An optimized hierarchical T-CNN algorithm [17] has been developed based on the sheep flock optimization to predict workload and increase power efficiency in cloud computing. But it was difficult to handle the sudden changes in the input data. A tree-structured model [18] was designed by removing the impact of variances among clusters. The tree-structured classifier was built by automatically creating a primary classification tree by a clustering scheme, which assembles identical subtypes and uses the pruning rule to remove unwanted groups from the tree order.
A Balanced binary Tree CNN (BT-CNN) [19] was designed that utilizes a binary tree-like architecture. It includes convolution and depthwise separable convolution group modules to optimize time and memory usage. The balanced approach of combining these modules aims to achieve optimal performance. However, it may struggle with sudden changes in features, resulting in reduced accuracy.
A Child-Sum Tree-LSTM model [20] was created to update nodes and edge vectors interactively, enhancing the learning of richer node representations. It attaches node embeddings to connected links and updates parent nodes with edge information. This process was repeated from bottom to top. It utilizes one constituent parser and one dependency parser to generate diverse formats. However, it was more effective for syntactic dependency tree structures than phrase trees. A tree-structured LSTM network [21] was used to analyze the glycan moiety, and a graph neural network was employed to integrate potential fragmentation pathways. However, its efficiency was hindered by insufficient training data.
2.1 Research gap
From this literature, it is addressed that the existing tree-structured deep learning models do not handle uncertainties or sudden changes in the input data or features during model training. This impacts the prediction/classification efficiency. Related to these models, the proposed AA-T-CNN-LSTM model can effectively handle uncertainties in the input data depending on the attention strategy for dimensional sentiment analysis, which predicts the VA scores of texts or classes of different images.
This section explains the AA-T-CNN-LSTM model for dimensional sentiment analysis in detail. Figure 1 depicts a pipeline of this study, which involves two major processes: (i) SFGAN-based data augmentation and (ii) T-CNN-LSTM with an attention strategy for classification/prediction. First, the SFGAN [9] is applied to augment the training data by creating more adversarial samples. After that, those data are used to train the Attention strategy integrated T-CNN-LSTM model. The trained model is later validated by the test data to predict VA ratings of texts or classify image classes.

▶ **Entries shown**:
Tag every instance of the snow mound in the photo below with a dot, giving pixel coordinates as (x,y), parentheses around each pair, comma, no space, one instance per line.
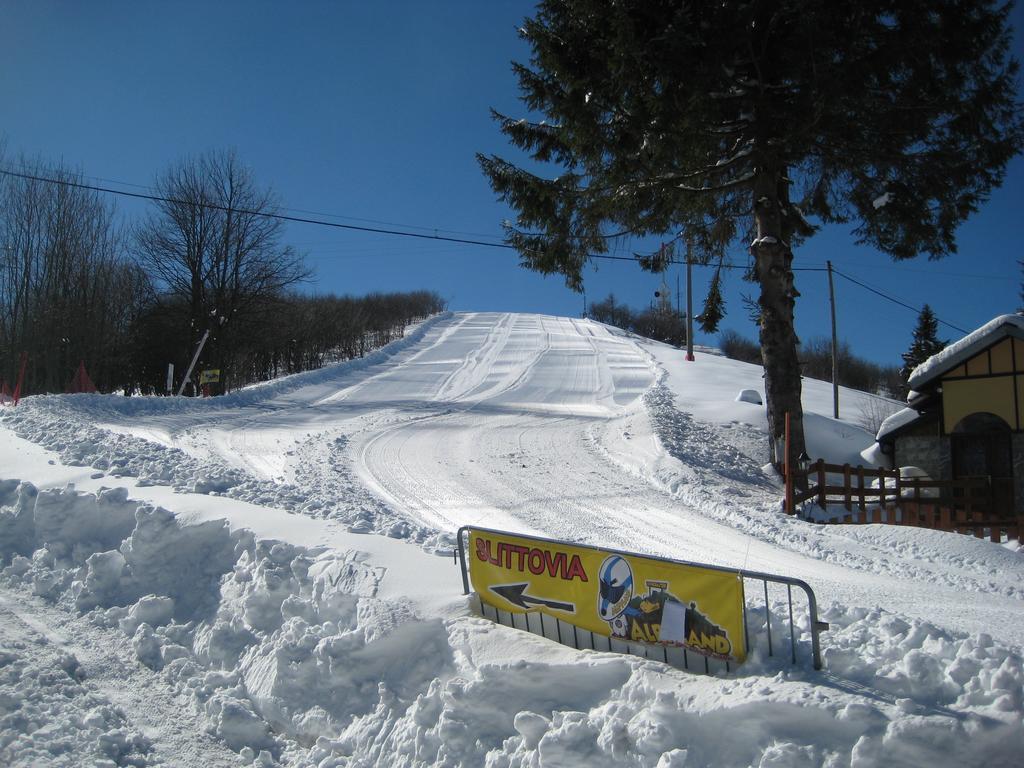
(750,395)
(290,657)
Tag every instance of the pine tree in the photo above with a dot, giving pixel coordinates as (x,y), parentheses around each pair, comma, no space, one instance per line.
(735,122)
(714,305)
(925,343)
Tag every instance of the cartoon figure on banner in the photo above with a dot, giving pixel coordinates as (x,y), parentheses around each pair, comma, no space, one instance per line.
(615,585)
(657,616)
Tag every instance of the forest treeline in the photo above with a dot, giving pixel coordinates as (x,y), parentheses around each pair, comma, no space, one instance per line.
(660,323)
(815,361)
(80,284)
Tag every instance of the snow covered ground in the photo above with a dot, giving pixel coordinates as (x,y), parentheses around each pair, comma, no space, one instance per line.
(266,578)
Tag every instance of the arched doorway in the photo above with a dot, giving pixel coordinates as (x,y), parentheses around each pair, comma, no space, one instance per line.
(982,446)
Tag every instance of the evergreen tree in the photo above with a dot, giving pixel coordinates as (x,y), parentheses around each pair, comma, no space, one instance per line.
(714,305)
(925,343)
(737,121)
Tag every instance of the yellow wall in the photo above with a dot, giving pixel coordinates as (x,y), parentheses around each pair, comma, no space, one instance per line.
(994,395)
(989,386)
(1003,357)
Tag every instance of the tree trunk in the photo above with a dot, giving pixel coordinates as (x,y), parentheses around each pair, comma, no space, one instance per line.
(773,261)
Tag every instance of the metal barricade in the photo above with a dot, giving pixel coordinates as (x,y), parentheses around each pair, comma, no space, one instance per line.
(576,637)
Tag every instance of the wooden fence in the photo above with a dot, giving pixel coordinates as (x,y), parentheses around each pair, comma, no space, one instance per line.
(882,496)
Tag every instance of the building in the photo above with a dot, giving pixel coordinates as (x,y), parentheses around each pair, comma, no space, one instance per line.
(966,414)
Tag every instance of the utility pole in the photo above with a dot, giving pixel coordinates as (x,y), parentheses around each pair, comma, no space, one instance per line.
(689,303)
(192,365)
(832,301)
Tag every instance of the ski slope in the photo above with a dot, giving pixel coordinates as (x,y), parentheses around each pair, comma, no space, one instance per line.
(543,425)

==

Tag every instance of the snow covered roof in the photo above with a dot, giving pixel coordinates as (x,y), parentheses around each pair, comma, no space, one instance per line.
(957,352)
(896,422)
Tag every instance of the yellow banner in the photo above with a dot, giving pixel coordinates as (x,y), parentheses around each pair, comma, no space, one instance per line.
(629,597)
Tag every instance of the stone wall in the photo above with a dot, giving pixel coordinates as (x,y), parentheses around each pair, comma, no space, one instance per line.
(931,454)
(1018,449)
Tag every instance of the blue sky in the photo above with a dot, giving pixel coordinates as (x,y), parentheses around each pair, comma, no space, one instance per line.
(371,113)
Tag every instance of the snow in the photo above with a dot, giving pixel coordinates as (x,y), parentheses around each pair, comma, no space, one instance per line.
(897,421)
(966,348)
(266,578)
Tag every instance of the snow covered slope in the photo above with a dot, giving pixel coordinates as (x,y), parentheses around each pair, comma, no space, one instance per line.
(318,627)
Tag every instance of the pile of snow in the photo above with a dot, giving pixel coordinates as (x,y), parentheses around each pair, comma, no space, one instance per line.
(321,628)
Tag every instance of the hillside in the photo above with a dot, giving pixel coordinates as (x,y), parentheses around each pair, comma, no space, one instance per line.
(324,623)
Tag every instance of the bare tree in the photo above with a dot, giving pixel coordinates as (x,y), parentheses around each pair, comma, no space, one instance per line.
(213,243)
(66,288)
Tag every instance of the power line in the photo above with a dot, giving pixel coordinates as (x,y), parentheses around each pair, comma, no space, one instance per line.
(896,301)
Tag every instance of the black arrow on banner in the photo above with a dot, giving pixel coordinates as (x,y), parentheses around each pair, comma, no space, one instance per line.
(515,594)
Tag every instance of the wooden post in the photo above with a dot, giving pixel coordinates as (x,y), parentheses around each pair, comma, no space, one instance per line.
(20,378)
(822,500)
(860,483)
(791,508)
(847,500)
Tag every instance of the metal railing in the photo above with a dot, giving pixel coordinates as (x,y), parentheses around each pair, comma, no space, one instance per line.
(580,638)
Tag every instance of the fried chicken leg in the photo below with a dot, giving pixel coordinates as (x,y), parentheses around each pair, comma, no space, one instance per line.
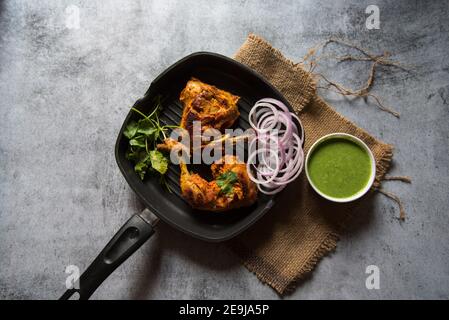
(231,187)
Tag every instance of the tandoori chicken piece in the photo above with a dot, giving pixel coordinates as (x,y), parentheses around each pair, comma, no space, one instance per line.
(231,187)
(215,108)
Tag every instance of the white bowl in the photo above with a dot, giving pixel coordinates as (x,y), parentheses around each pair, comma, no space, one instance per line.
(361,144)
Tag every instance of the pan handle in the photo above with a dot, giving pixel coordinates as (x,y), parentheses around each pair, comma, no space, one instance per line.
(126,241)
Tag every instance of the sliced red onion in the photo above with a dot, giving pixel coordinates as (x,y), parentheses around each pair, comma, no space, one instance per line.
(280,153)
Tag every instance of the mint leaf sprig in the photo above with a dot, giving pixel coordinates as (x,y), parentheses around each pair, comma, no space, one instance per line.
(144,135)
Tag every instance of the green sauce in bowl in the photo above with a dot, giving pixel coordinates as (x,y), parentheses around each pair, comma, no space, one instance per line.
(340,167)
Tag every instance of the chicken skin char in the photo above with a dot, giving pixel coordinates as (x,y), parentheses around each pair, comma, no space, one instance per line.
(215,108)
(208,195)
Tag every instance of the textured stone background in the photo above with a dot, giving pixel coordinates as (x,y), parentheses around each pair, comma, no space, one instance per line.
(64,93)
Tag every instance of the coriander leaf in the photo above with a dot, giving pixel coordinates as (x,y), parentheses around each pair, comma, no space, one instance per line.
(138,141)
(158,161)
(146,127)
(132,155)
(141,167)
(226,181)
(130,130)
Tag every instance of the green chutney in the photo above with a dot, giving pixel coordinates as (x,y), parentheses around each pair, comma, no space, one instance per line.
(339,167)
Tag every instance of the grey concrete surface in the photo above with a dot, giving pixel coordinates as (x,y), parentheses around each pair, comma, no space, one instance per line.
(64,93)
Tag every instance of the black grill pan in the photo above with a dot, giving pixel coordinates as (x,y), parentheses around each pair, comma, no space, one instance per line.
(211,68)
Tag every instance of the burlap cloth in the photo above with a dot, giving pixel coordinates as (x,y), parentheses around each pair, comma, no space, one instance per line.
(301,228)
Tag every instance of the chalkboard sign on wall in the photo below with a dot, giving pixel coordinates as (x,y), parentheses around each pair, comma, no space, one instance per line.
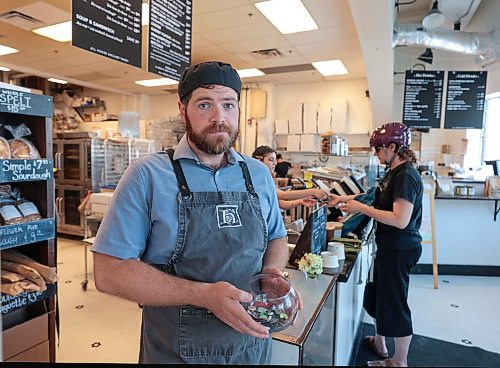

==

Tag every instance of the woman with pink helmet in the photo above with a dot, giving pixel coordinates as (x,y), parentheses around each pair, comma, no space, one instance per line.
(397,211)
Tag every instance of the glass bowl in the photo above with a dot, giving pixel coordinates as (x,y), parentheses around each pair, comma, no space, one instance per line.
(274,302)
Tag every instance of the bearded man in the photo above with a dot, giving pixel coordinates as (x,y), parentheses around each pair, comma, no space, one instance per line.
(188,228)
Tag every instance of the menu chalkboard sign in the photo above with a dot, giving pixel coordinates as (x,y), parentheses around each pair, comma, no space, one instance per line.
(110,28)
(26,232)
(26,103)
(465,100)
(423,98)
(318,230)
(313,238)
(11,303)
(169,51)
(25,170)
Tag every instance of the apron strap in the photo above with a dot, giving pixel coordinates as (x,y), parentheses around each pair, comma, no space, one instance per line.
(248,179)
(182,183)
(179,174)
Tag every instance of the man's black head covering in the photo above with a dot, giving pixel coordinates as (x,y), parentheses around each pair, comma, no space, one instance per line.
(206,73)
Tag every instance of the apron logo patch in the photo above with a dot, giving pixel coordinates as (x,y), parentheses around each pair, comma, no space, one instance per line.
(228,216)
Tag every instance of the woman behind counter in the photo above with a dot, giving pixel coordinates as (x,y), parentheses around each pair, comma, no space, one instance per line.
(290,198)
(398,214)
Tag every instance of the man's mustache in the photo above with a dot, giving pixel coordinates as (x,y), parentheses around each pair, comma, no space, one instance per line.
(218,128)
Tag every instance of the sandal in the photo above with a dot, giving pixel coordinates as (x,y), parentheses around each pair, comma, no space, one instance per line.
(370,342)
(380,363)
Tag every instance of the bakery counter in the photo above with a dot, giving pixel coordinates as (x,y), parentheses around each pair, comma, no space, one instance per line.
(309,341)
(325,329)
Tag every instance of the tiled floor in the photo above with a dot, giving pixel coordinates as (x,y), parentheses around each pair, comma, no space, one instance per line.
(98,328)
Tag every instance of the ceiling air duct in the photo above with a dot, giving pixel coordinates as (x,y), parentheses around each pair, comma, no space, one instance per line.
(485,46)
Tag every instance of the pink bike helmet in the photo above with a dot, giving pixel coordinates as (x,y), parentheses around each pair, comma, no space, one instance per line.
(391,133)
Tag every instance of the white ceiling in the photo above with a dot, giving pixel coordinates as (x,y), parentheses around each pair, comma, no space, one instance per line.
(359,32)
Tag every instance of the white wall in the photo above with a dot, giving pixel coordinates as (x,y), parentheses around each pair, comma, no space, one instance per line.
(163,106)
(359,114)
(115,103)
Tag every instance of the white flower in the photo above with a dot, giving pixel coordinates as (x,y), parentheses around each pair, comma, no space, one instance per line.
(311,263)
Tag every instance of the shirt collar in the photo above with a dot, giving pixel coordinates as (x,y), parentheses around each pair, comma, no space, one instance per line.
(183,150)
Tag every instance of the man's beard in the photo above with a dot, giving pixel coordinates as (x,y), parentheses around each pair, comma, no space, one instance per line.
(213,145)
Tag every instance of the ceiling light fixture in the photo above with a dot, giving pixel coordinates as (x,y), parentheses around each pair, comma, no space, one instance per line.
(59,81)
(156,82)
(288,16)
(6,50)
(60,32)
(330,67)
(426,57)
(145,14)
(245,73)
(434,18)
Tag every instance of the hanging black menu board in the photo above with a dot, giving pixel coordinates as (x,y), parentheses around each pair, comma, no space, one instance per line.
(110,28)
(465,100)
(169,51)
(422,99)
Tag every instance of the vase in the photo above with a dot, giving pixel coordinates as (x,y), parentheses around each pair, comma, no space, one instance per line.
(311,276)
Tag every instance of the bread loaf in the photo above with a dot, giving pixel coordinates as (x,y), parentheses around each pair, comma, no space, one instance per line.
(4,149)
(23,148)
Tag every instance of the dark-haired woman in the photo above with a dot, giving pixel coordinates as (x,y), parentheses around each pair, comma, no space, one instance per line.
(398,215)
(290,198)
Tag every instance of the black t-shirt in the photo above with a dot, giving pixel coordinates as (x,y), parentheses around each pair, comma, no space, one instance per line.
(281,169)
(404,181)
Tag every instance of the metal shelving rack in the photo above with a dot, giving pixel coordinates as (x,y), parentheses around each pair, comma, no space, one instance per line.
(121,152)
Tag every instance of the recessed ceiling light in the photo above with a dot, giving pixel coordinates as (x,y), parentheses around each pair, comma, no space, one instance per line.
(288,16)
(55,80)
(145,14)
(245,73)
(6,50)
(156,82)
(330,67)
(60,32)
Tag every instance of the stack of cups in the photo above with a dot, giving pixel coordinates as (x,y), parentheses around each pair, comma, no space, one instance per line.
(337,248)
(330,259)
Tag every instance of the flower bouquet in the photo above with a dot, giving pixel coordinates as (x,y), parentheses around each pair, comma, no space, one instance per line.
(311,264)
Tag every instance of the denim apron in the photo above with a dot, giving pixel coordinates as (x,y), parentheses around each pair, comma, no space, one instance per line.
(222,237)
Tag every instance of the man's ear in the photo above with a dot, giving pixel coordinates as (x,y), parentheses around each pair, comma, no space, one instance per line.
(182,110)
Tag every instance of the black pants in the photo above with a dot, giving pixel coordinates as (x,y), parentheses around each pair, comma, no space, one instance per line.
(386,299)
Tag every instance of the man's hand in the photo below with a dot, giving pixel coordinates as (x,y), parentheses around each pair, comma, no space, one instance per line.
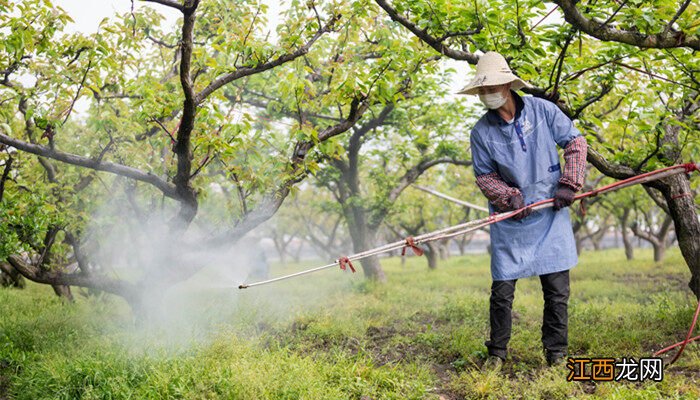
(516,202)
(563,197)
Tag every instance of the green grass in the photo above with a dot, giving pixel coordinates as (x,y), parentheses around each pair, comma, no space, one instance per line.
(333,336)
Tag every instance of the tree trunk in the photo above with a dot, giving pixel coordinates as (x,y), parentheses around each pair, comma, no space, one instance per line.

▶ **Directives**:
- A) Gather every line of the records that contains the word "flower".
- B) Pick up the text on tree-structured deep learning for sentiment analysis after its last sentence and keep writing.
The text and the records are unrelated material.

▶ **Task-by-task results**:
- A)
Tag every instance of the white flower in the photo above with a dot, giving pixel coordinates as (x,y), parentheses around each pair, comma, no space, one instance per line.
Tag every instance of the flower bouquet in the photo above with a dot, giving pixel coordinates as (x,y), parentheses around each pair, comma, no space, one instance per line.

- B)
Figure 1. Pipeline of this study
3.1 Design of T-CNN-LSTM with an attention strategy
The design of the AA-T-CNN-LSTM model for classifying VA ratings of texts or image classes comprises two major components: (i) the SFGAN model [10] and (ii) the proposed T-CNN-LSTM with an attention strategy model. The T-CNN-LSTM splits every given vector into many regions rather than utilizing the entire input text or image to capture local n-gram traits in regions and long-range dependencies among regions. To split regions, a tree-structured region partition approach is adopted [9] such that the semantic features at various tree depths (regions) are used for classification tasks. A comprehensive description of the structure of the T-CNN-LSTM with an attention strategy is presented below. An overall structure of the T-CNN-LSTM with attention strategy is shown in Figure 2.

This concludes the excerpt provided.